* _Problem statement_:
Count the lines below that contain the word "dark". Reply with the number only.

* _Exercise data_:

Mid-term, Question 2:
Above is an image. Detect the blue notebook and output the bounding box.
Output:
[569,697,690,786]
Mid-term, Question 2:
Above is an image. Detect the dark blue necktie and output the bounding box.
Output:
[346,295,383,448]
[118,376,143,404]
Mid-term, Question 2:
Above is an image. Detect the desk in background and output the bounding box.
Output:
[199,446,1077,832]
--
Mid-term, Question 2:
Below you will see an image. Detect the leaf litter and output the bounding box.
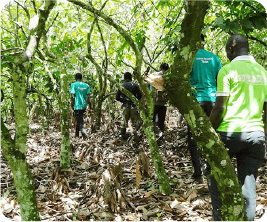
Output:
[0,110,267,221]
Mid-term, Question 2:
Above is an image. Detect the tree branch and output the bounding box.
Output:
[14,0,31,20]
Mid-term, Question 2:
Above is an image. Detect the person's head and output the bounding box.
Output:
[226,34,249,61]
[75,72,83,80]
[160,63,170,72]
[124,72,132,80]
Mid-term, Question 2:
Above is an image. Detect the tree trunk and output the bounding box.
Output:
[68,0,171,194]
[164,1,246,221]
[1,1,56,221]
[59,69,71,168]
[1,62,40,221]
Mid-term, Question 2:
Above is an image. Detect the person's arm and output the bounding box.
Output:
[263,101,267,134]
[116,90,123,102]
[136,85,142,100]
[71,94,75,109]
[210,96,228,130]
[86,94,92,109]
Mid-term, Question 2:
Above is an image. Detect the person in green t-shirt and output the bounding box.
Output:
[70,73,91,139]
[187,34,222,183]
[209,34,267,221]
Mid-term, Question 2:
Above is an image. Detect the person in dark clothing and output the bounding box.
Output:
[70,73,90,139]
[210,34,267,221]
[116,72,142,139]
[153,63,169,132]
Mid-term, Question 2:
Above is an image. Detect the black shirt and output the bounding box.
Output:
...
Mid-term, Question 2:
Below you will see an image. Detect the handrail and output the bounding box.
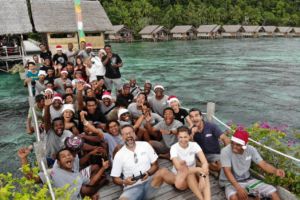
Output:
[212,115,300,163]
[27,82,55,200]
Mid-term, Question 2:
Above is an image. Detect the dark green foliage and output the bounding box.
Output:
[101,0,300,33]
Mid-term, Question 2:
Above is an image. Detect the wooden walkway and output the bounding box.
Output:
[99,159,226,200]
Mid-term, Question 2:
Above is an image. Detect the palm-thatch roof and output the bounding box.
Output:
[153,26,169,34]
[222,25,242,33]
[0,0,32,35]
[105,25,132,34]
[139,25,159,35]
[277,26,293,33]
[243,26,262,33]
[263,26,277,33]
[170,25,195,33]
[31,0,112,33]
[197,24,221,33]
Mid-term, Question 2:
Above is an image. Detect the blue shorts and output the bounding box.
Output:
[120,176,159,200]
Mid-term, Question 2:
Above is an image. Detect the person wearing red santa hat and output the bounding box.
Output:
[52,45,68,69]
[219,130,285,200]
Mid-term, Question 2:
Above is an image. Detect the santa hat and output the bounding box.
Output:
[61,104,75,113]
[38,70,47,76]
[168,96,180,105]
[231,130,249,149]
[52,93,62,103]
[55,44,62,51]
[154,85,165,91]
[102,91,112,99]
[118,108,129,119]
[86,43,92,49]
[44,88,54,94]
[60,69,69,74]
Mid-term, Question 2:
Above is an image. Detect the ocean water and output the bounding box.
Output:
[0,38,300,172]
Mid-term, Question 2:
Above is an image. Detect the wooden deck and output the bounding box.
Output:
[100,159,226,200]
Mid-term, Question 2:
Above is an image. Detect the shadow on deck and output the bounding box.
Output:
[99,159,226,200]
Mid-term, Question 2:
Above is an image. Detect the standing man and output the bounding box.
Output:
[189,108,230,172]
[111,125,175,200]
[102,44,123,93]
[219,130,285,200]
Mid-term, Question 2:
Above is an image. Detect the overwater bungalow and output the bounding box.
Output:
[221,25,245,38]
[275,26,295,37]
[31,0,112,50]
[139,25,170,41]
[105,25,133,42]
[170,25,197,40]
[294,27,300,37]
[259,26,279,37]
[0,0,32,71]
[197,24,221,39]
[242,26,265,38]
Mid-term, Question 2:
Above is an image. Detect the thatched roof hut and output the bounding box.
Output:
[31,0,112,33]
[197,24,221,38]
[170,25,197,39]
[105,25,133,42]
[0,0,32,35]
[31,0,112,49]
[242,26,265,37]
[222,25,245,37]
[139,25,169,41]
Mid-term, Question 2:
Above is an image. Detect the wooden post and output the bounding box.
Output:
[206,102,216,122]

* _Solution to this problem_:
3